● WORK REQUIRED: Put "light pole" in place of "lamp post" wherever it occurs in the lines below, and leave everything else unchanged.

Location identification entries:
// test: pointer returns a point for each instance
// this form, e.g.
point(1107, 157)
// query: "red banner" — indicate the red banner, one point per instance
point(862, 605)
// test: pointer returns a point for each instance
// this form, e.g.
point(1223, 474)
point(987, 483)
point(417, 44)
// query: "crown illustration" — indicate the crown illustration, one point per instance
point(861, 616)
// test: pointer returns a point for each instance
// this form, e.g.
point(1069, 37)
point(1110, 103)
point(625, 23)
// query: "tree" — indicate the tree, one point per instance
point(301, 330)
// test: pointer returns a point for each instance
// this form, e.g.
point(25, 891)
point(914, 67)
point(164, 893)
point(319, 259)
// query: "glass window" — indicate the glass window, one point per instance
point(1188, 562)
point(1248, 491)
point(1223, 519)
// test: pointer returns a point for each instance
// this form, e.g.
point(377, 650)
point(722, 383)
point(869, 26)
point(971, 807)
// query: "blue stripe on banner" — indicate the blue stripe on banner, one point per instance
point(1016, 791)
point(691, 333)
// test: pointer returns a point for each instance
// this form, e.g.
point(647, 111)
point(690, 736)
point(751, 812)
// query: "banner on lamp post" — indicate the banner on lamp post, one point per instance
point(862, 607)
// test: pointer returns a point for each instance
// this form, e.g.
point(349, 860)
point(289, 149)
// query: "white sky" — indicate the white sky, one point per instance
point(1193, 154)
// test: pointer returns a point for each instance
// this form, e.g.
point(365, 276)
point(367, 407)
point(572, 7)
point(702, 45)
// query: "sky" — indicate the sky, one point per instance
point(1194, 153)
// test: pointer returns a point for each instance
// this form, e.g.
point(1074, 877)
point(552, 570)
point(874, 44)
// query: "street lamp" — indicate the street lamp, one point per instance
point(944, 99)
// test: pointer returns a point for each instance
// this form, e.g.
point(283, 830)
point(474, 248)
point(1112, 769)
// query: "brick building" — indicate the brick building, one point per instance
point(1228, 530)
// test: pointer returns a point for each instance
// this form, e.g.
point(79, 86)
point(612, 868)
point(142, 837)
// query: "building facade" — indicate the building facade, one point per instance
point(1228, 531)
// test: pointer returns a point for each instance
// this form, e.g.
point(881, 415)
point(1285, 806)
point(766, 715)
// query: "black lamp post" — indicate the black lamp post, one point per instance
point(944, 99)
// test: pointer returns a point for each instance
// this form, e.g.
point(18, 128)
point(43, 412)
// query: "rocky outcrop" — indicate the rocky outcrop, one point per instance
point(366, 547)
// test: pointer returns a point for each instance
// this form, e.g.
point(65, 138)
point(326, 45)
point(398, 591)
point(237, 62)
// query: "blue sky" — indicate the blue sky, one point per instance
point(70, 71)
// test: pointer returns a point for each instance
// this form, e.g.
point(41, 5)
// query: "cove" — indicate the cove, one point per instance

● FINAL RESULT:
// test: pointer returns a point for each instance
// this form, e.g.
point(1107, 157)
// query: "red banner" — indicate the red banner, one point per instance
point(862, 605)
// test: pointer returns a point for each instance
// this form, e.g.
point(1223, 474)
point(987, 483)
point(417, 44)
// query: "crown illustration" — indicate the crown illustration, one point per instance
point(861, 616)
// test: pointer returns a point for each instance
// this form, e.g.
point(1069, 37)
point(1110, 103)
point(625, 23)
// query: "tree" — indicate the tree, one point per instance
point(301, 330)
// test: pointer returns a point for each instance
// this form, e.g.
point(25, 891)
point(914, 67)
point(164, 893)
point(319, 259)
// query: "glass window" — indicate the glass window, one point per instance
point(1188, 562)
point(1248, 491)
point(1223, 519)
// test: pointer returns a point for each instance
// this form, e.g.
point(377, 650)
point(722, 383)
point(869, 26)
point(971, 807)
// query: "blue stripe on banner" — indicate the blue stripe on banner, one point per instance
point(1016, 791)
point(691, 333)
// test: pointer returns a point for each instance
// this form, e.g.
point(647, 111)
point(690, 736)
point(751, 812)
// query: "banner on light pole" — indicate the banner on light pole, one point per instance
point(862, 607)
// test: pointer returns a point for each instance
// this form, e.g.
point(349, 860)
point(289, 149)
// query: "white sky" — indicate the white sky, one point per instance
point(1193, 154)
// test: pointer returns a point for each instance
// this form, e.g.
point(365, 276)
point(367, 407)
point(572, 7)
point(702, 45)
// query: "sky" — indicate the sky, one point per instance
point(1194, 153)
// test: pointer returns a point for each instance
// this form, e.g.
point(1074, 877)
point(552, 570)
point(874, 44)
// query: "street lamp" — indicate the street lamp, one point per instance
point(944, 99)
// test: pointer returns a point for each instance
// this form, e.g.
point(283, 830)
point(474, 248)
point(1112, 769)
// query: "brick building" — indicate the brick building, one point per instance
point(1228, 530)
// test: pointer returns a point for each instance
// this form, e.g.
point(79, 86)
point(612, 868)
point(142, 837)
// query: "building facade" — indicate the building facade, one point per instance
point(1228, 531)
// test: pointer returns a point for each instance
// this form, e.g.
point(881, 415)
point(1285, 806)
point(766, 715)
// query: "black light pole" — indicate the black light pole, one point per instance
point(944, 99)
// test: pointer returns a point for each instance
// this form, e.g.
point(18, 128)
point(43, 412)
// query: "rocky outcrop" — indicate the rocky outcrop, one point per instance
point(366, 547)
// test: pointer returns a point for each instance
// this form, e.g.
point(65, 138)
point(326, 45)
point(398, 591)
point(237, 62)
// query: "blue sky" — indicate the blue sky, one point per instance
point(70, 71)
// test: pointer returns a point for each instance
// this form, e.g.
point(41, 5)
// query: "cove" — indicate the cove, one point per instance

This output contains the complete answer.